Activity
Find the line holding "Locate the glass" in the entries below. Give it again exactly, along with every line after it up to and including the line holding "Locate the red geranium".

─── The input

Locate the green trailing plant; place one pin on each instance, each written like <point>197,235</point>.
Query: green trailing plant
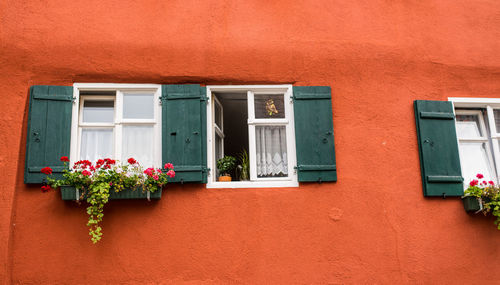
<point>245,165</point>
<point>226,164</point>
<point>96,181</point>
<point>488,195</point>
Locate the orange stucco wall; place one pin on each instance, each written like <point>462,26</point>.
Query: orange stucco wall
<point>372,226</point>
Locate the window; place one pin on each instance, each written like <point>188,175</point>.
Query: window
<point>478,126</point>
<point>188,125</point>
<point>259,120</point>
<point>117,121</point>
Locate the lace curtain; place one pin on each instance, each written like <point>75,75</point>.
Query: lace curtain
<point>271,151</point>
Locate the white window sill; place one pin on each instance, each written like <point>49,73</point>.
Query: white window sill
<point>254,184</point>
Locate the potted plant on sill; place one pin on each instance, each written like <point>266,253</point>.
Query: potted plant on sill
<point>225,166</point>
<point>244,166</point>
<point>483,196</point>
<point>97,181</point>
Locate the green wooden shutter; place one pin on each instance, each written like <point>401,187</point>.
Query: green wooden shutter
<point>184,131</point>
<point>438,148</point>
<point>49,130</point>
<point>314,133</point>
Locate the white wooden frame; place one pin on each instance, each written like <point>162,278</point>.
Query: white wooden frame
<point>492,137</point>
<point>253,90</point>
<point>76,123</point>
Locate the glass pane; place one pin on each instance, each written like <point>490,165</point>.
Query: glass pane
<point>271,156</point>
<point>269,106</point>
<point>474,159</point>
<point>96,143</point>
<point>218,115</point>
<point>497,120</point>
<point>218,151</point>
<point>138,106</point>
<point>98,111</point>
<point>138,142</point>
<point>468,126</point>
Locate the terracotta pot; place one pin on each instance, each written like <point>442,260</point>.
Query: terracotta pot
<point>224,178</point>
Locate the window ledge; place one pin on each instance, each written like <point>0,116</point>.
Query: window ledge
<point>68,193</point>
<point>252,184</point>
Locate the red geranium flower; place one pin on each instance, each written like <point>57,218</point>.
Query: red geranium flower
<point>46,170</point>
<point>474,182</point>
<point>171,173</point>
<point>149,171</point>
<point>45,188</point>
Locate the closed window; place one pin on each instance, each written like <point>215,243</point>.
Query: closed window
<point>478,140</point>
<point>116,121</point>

──────
─── The input

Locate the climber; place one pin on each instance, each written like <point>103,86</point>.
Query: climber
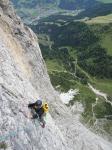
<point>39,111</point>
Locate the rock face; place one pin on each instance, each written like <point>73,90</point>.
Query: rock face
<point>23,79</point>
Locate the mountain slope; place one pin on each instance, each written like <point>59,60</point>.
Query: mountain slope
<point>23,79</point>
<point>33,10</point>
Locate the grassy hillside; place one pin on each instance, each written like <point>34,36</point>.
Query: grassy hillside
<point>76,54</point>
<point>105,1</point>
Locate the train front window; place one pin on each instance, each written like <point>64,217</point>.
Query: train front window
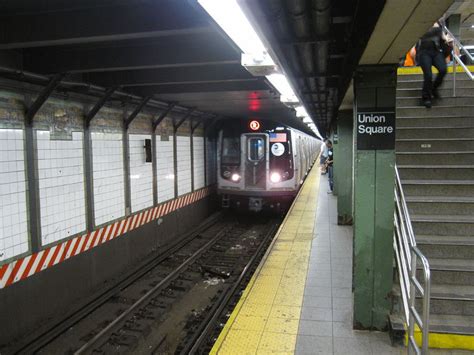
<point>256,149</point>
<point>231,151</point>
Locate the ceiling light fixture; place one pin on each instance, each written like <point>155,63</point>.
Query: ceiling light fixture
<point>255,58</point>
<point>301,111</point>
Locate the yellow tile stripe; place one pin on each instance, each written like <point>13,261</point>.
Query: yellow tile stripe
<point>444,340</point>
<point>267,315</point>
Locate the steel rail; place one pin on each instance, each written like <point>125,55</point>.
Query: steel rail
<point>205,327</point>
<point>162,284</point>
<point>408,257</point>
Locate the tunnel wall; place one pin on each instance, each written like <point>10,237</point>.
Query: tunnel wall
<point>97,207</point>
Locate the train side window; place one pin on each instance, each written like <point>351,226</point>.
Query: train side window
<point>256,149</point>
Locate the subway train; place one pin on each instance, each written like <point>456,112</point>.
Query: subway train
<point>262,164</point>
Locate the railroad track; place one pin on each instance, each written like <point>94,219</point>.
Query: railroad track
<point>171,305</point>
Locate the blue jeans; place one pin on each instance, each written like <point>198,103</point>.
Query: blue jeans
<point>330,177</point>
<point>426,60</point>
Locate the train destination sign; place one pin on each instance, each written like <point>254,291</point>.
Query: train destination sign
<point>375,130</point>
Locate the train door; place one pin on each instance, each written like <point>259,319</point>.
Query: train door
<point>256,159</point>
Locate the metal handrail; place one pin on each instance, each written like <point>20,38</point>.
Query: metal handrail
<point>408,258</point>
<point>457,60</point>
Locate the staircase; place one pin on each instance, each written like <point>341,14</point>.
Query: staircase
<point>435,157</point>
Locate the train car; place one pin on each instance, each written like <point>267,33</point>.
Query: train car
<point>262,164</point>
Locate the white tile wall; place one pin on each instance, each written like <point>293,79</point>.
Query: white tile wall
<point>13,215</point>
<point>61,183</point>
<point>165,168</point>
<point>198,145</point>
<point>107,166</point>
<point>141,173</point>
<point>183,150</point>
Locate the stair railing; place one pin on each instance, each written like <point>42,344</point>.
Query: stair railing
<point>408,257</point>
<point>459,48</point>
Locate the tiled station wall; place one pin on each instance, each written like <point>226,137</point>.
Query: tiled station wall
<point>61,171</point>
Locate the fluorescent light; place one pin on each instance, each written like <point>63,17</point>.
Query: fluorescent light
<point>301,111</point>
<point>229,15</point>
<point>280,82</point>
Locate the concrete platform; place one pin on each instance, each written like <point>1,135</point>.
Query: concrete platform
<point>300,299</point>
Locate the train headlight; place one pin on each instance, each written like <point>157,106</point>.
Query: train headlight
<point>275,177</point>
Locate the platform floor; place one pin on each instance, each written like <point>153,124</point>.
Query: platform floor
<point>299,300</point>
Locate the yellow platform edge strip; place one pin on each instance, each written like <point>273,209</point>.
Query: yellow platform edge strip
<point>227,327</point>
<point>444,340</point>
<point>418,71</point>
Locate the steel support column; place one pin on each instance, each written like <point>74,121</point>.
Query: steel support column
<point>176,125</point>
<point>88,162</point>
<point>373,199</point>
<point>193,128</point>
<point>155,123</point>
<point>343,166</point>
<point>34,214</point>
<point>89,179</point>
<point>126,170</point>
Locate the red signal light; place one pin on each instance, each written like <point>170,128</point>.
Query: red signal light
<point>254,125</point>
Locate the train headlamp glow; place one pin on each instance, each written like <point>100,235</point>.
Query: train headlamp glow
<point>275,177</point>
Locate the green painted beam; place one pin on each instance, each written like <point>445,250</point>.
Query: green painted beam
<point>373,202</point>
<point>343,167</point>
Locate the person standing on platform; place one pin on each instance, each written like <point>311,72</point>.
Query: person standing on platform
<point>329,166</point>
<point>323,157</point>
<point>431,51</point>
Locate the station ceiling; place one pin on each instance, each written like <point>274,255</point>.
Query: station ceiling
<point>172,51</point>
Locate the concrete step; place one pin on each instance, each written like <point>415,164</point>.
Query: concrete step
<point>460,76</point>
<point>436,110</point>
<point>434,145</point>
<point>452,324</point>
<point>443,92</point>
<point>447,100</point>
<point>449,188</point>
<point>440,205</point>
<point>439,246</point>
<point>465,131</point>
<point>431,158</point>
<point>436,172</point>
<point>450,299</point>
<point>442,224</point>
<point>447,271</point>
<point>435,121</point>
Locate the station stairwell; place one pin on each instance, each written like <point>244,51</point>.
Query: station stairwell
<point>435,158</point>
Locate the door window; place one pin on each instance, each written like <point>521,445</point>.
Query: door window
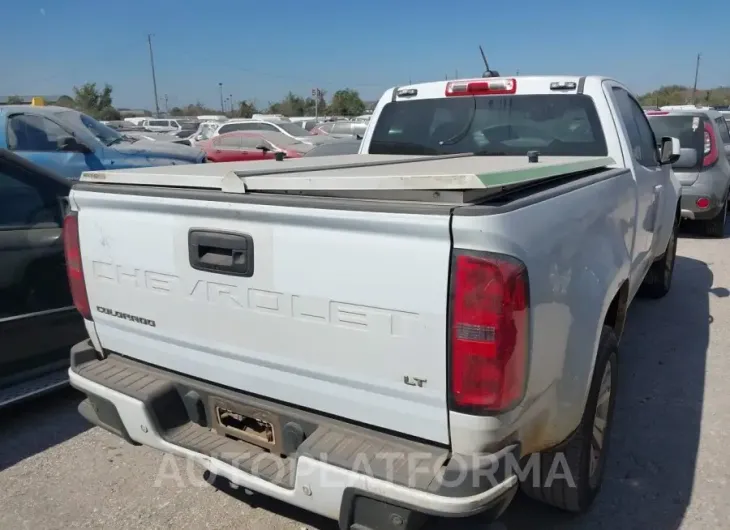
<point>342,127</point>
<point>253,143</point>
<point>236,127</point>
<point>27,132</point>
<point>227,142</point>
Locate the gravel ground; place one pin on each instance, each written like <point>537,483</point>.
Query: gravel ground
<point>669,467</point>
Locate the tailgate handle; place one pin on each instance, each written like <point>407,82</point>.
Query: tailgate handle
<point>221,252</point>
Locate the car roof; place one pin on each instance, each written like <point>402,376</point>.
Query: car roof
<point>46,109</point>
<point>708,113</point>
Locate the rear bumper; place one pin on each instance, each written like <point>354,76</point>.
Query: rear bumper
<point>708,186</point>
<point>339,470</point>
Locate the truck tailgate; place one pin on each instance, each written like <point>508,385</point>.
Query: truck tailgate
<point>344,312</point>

──────

Task solution
Locate the glass pane; place one pin on each instance, each written like <point>490,165</point>.
Query: glass pane
<point>271,156</point>
<point>269,106</point>
<point>474,159</point>
<point>96,143</point>
<point>218,115</point>
<point>497,120</point>
<point>218,151</point>
<point>138,106</point>
<point>98,111</point>
<point>138,142</point>
<point>468,126</point>
Locate the terracotta pot; place one pin on each instance, each written like <point>442,260</point>.
Query: terracotta pot
<point>224,178</point>
Locate the window ledge; place one pin on each instance, each written like <point>0,116</point>.
Query: window ledge
<point>68,193</point>
<point>252,184</point>
Locate the red geranium flower; place one pin on each instance, each written like <point>57,218</point>.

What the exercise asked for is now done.